## WHAT THE TASK ASKS
Output all of the entries exactly as written.

## Stored items from a collection
*-*-*

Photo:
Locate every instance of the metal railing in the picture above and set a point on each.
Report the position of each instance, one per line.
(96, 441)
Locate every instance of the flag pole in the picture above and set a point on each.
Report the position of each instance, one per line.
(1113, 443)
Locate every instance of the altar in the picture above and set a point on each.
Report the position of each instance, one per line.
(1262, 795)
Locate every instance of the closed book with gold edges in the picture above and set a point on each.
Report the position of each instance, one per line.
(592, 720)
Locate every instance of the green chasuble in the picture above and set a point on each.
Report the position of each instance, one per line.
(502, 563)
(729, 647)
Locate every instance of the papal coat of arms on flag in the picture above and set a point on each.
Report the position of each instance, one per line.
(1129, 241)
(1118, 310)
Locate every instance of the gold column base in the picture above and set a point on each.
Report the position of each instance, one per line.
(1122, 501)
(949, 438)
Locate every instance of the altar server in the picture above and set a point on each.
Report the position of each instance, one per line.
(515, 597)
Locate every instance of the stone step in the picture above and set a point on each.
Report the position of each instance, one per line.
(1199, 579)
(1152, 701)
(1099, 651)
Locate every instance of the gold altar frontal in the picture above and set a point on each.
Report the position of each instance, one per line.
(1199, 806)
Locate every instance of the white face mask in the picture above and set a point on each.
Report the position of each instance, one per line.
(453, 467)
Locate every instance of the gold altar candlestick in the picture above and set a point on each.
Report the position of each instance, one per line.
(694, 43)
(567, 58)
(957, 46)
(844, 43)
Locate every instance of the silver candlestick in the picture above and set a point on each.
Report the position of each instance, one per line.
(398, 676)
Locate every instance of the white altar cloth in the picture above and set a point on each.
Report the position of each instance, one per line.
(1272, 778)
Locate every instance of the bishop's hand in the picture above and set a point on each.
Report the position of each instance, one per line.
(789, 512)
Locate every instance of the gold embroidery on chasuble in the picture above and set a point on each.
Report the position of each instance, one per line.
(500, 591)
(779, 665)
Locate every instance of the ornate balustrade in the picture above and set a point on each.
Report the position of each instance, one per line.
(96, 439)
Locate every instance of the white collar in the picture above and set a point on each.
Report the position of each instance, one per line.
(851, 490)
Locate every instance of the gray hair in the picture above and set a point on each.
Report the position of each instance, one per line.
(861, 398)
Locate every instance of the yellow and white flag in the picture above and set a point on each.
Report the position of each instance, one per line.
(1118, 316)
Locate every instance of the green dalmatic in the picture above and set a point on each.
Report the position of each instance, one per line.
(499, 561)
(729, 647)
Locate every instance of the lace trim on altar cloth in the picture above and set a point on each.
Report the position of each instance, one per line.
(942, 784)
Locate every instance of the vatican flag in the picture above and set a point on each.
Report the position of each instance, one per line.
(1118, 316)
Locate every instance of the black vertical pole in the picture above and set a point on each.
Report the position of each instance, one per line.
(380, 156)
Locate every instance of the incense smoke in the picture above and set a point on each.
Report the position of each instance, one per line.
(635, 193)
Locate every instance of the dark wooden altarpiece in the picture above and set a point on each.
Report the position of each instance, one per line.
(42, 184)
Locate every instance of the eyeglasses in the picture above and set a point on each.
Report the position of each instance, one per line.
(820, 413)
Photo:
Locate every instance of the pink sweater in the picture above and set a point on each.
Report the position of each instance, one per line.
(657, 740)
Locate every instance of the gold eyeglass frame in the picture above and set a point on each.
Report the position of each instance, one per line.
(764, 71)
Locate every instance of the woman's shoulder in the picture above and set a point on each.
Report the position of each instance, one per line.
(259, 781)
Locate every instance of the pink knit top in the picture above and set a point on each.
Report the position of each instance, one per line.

*-*-*

## TASK OUTPUT
Photo:
Locate every instance of the metal railing in the picture above and set a point on each.
Report the position of each instance, one per line.
(96, 441)
Locate every instance of the flag pole in the picture above and set a point on each.
Report the position of each instance, one per line.
(1113, 443)
Locate every instance of the altar in the picture above and set a point on each.
Report the position of each instance, one per line.
(1262, 795)
Locate every instance of the closed book with gold edges in the picture above and set a point on each.
Report the position of each instance, one per line.
(592, 720)
Locate every instance of the green chasuble in the picture above and set a point on each.
Report the position of each instance, one per line.
(502, 563)
(729, 647)
Locate every instance of the papal coat of arms on flag in the picture above and set a point on each.
Report the position of each instance, one per line.
(1129, 241)
(1118, 310)
Locate every instance of the gold column base in the picture above and set a point on each.
Report the position of each instance, one per line.
(1122, 501)
(949, 438)
Locate every instance of the altar server in the picture above and set a point on each.
Report the position of each instance, one per line.
(515, 597)
Locate every instance of the stone step in the picture above and set a point on each.
Report the position of each instance, one per line.
(1199, 579)
(1152, 701)
(1099, 651)
Locate every instance of the gold altar frontal in the picture above and set a point on each.
Report the position of each instance, one per line.
(1199, 806)
Locate every instance of the white face mask in the picture above and set a point on each.
Report the position of each instance, one per line.
(453, 467)
Locate every instance of the gold altar candlestick in the picture above and set a point on each.
Report the position of each instance, one per line.
(694, 43)
(567, 58)
(957, 46)
(844, 43)
Locate every instance of the silver candlestick in the picture above and set a point on each.
Report the position of each instance, one per line.
(398, 676)
Locate every instance of the white altar cloth in the picture above and set a point on each.
Report the position of each instance, one per line.
(1272, 778)
Locate every instance of the bishop's hand in the picture above and set a point on each.
Report the position of each instance, one per line.
(789, 512)
Locate every instance of the gold embroidery on chasuble in the picture above and set a point on each.
Report the position of each instance, one per line.
(500, 591)
(779, 665)
Locate every instance of the ornate balustrade in the picture above and set a point on each.
Report the position of each instance, one per line.
(96, 439)
Locate every instance of the white collar in the picture above and set a point on each.
Report the position of each instance, one per line.
(851, 490)
Locate every instance of the gray hair in the picture above and set a point on each.
Report the position of each instance, one per line.
(861, 398)
Locate every instance of the yellow and white flag in the picture above and set a point on each.
Report the position of each instance, one per line.
(1118, 316)
Locate every instance of the green dalmatic in the picture above and set a point on each.
Report the position of each instance, one per line.
(499, 561)
(729, 647)
Locate every instance of the lace trim on altar cloth in the picture above and set a point on each.
Report the position of each instance, one per line.
(942, 784)
Locate every instance of the vatican flag in the picture above and set a point on each.
Report the position of each instance, one per line.
(1118, 316)
Locate every instance of the black vertical pole in the picture above and set a point on each.
Report the position of each instance, one per line.
(380, 156)
Locate every instance of the incense smoke in the picture above and set a point on each.
Report the position of each instance, one per line.
(635, 193)
Locate every instance of the dark wooden altarpiece in the picture above and set a point on each.
Report the position of each instance, one per line.
(42, 184)
Locate every instance of the eyeglasses in the picture above and set a point on each.
Report the position of each instance, one per line.
(820, 413)
Photo:
Locate every instance of the pink sweater in the picture above and set a point on each.
Report the position of each instance, one per line.
(657, 740)
Locate every instance of the gold eyeglass frame in the picture above and set a point on each.
Report the position of each instance, one per line.
(764, 71)
Locate every instance of the woman's shoulder in the picture above and set a point on each.
Report the position of each instance, one per line.
(259, 781)
Locate every instance of the pink knit top in the picture above and set a point on each.
Report the position of each instance, one per line.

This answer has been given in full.